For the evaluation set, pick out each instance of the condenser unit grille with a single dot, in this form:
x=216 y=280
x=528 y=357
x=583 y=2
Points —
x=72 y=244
#####
» **What this task involves**
Write out all of the material above again in full. Scale each x and y coordinate in the answers by 2.3 and round it to the nearest whole number, with halves rounding up. Leave every other number as it is.

» **Answer below**
For the evaluation set, pick out each instance of the condenser unit grille with a single dot, in this form:
x=216 y=280
x=528 y=357
x=583 y=2
Points —
x=166 y=561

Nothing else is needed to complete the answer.